Problem requirements -
Render the stretch of lines from the first one through the line containing "point(534, 432)" as a numbered list, omitting any blank lines.

Extracted entries -
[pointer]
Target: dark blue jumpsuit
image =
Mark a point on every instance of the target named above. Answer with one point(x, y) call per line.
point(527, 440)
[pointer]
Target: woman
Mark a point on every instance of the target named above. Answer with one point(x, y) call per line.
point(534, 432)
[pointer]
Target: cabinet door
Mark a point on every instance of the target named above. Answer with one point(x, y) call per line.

Output below -
1. [pointer]
2. Target: dark blue jumpsuit
3. image =
4. Mark a point on every instance of the target named above. Answer with one point(x, y) call per line.
5. point(527, 440)
6. [pointer]
7. Target: woman
8. Mark a point on every instance of the target named above. Answer with one point(x, y) call per line.
9. point(534, 432)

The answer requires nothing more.